--- start RECORD EXCERPTS ---

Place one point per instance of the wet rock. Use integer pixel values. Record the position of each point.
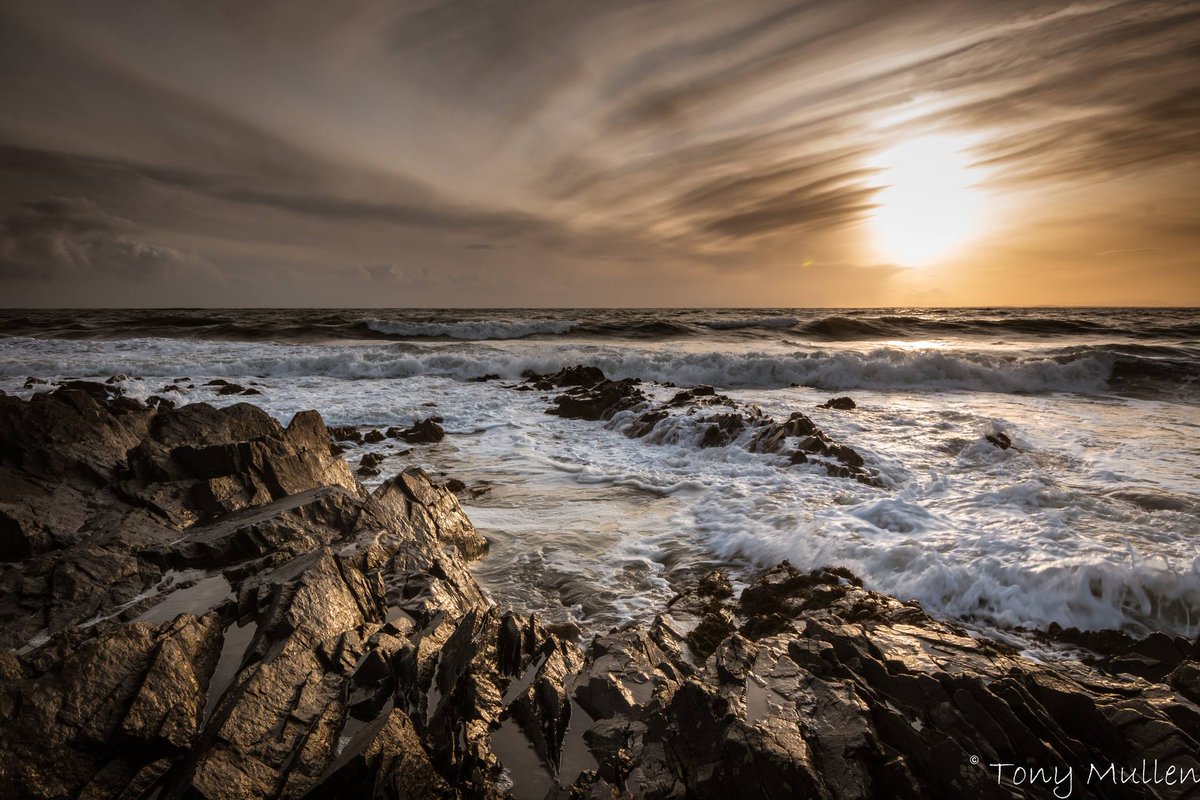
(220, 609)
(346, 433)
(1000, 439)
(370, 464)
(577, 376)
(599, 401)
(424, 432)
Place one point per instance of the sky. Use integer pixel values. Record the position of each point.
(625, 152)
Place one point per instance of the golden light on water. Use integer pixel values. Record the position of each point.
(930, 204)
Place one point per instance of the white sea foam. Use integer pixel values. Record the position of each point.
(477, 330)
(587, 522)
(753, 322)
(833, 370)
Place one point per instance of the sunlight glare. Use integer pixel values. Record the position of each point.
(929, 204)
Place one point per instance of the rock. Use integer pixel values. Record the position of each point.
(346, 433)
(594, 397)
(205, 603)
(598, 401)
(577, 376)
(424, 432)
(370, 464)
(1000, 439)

--- end RECORD EXCERPTS ---
--- start RECORD EXCERPTS ---

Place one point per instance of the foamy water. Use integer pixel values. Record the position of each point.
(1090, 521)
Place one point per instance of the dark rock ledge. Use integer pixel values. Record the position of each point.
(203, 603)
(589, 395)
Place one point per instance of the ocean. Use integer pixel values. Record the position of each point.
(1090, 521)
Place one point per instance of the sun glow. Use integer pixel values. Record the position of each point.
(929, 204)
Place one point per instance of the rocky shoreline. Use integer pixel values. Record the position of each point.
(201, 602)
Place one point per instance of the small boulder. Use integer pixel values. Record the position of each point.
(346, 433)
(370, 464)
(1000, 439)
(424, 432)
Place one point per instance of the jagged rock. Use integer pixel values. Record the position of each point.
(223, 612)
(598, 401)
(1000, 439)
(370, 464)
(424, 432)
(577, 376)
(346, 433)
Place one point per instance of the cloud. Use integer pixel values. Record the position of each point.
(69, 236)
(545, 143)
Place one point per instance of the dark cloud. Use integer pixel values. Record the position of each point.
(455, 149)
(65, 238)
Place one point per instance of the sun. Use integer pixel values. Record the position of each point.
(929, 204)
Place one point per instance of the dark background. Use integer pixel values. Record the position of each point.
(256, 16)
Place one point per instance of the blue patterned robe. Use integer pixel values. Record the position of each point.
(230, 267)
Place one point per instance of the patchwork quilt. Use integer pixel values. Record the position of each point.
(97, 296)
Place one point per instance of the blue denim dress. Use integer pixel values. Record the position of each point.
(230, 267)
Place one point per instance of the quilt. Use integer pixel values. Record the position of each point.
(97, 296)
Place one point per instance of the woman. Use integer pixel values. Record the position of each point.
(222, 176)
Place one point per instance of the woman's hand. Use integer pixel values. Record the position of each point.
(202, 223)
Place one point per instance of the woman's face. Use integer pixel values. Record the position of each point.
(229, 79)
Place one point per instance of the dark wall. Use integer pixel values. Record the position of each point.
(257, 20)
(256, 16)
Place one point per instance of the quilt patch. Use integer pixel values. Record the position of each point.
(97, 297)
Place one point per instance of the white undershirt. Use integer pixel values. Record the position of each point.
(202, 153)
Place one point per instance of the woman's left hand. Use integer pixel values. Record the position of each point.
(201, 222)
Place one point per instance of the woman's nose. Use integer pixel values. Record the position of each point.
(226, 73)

--- end RECORD EXCERPTS ---
--- start RECORD EXCERPTS ---

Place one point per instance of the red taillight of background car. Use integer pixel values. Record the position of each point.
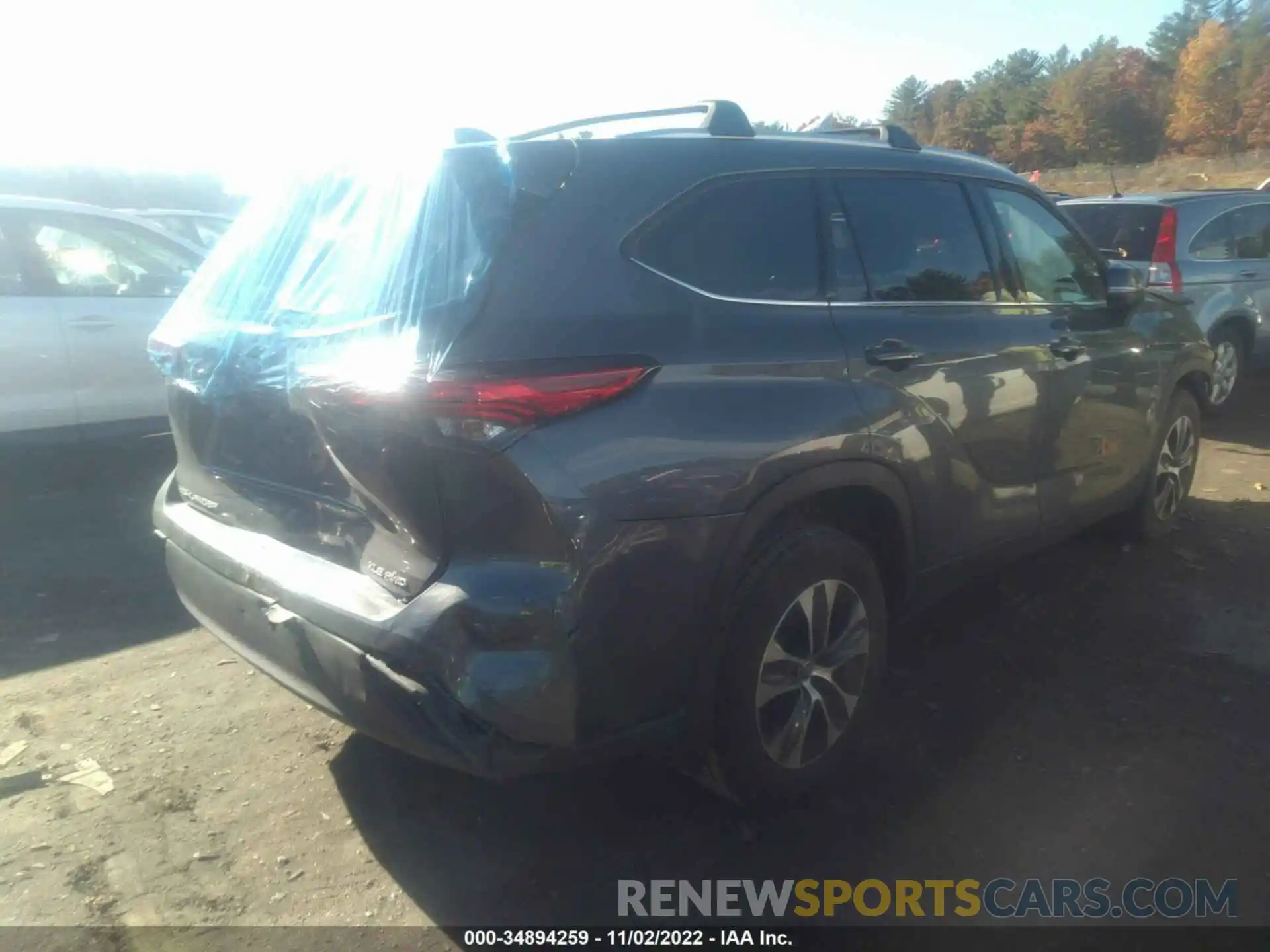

--- end RECORD EXCERPTS ---

TASK TO CARRY OUT: Locate each line above that contains the word "blue" and copy those lines out in full.

ANSWER FOR THIS EXERCISE:
Place one point per instance of the blue patterned robe. Use integer pixel values. Record the position of each point.
Place one point per instance of the blue denim dress. Use integer pixel values. Record the position of each point.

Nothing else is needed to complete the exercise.